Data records
BEGIN

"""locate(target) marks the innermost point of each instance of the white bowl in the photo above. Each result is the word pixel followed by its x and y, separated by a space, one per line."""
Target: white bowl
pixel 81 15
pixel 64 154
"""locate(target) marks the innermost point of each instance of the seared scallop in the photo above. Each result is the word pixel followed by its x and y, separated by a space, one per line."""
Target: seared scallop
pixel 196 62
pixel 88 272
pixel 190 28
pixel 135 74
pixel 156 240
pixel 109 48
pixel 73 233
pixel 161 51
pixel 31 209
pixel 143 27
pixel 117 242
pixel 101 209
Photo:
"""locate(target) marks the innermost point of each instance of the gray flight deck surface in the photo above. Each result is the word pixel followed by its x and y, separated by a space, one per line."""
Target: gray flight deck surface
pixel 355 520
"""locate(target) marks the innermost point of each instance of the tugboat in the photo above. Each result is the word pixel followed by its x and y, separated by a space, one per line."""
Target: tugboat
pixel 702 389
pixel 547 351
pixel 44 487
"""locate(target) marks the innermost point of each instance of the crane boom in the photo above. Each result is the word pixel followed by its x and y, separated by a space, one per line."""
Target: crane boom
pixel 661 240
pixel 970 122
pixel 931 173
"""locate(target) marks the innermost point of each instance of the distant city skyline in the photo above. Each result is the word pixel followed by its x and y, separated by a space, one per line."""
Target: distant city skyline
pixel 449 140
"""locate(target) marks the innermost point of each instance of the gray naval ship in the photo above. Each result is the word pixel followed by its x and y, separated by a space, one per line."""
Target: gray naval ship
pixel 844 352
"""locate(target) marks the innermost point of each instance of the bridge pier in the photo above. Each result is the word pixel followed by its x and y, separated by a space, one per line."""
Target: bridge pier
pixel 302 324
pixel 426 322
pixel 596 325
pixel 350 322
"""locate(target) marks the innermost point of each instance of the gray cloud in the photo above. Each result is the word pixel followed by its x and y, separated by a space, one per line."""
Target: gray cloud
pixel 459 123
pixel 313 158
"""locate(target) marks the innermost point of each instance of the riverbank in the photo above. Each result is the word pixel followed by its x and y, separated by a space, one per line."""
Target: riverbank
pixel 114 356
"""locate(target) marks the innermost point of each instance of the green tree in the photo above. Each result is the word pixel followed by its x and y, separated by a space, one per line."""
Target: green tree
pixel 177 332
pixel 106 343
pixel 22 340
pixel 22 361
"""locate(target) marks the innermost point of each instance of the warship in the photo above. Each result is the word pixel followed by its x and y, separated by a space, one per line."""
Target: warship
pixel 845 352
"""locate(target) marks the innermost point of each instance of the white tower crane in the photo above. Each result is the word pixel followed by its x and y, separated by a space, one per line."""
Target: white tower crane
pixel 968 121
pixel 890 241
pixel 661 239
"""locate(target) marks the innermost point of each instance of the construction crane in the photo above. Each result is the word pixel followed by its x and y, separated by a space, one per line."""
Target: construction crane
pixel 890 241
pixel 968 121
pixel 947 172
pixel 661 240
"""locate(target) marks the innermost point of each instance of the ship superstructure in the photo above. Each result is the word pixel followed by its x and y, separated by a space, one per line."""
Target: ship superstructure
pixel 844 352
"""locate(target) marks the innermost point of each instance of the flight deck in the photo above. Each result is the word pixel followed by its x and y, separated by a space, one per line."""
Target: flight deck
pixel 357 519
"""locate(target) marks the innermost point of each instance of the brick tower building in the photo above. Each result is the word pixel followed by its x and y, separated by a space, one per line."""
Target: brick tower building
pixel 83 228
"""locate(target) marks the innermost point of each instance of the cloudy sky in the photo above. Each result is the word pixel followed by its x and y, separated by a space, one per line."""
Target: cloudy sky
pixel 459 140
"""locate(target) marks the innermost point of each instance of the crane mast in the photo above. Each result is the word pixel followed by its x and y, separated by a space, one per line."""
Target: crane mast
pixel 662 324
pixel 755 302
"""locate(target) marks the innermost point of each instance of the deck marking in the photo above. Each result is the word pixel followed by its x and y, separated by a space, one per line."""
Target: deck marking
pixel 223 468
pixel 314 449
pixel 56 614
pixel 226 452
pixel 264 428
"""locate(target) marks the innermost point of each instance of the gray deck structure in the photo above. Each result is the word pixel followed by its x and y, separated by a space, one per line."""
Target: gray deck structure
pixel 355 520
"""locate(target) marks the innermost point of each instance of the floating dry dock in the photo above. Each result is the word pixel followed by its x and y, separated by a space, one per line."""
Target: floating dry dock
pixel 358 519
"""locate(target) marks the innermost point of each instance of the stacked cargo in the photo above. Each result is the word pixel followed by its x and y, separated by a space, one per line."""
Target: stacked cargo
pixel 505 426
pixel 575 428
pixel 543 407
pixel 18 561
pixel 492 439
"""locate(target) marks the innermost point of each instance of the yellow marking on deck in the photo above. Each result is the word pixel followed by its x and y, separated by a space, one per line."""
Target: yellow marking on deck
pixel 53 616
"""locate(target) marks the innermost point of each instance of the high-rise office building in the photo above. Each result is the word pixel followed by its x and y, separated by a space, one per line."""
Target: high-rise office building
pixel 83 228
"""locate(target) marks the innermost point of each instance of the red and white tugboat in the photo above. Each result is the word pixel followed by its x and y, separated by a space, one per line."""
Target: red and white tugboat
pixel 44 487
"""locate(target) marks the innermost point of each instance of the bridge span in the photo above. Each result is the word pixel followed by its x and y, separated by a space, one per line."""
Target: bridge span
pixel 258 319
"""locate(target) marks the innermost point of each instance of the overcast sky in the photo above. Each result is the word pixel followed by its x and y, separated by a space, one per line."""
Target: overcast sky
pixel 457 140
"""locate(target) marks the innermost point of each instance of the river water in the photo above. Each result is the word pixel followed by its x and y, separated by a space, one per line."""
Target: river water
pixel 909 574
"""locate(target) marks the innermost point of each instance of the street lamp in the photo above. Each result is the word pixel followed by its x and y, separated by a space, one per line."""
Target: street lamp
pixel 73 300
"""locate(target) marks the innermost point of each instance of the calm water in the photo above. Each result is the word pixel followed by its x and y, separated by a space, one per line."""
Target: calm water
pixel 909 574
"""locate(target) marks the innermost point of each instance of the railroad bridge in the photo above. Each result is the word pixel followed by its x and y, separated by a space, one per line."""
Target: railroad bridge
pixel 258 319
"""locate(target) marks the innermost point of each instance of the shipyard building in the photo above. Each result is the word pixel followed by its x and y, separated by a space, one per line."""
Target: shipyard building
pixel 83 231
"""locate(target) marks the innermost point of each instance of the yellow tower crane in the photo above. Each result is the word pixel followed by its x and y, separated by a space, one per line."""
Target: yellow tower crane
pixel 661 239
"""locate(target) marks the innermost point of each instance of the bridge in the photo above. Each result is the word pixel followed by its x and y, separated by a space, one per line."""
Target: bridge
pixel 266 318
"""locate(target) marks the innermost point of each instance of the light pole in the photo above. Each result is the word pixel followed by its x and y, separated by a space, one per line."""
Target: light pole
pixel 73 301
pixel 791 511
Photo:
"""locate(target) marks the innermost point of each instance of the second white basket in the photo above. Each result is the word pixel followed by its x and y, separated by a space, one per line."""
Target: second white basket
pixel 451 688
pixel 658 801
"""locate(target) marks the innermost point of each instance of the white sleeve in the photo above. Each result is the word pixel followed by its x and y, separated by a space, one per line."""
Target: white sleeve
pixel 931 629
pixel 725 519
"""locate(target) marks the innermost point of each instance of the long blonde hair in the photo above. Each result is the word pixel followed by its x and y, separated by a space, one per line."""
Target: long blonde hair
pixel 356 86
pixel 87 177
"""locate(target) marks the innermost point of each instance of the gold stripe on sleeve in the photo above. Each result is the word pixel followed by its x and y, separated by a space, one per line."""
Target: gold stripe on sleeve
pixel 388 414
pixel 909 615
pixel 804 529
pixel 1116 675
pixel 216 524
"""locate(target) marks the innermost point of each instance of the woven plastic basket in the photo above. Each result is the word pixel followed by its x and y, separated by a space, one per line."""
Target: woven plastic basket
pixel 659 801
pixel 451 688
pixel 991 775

END

> _WORK REQUIRED_
Put every line of the records, starting with the line that contains "of the gold" and going on through the last line of the records, into a JSON list of strings with one string per line and blank lines omitted.

> _RESULT OF THE EXERCISE_
[
  "\"\"\"locate(target) marks the innermost point of each instance of the gold stripe on sleeve in the photo above. Each result is the word pixel followed by its x and y, separated by a space, one per line.\"\"\"",
  "Target: gold stripe on sleeve",
  "pixel 388 414",
  "pixel 909 615",
  "pixel 804 529",
  "pixel 1116 675",
  "pixel 216 524",
  "\"\"\"locate(target) marks the innermost point of each instance of the woven plastic basket in the photo above. Each result is the word pixel followed by its x and y, separated by a space, one per line.\"\"\"",
  "Target: woven plastic basket",
  "pixel 659 801",
  "pixel 451 688",
  "pixel 991 775"
]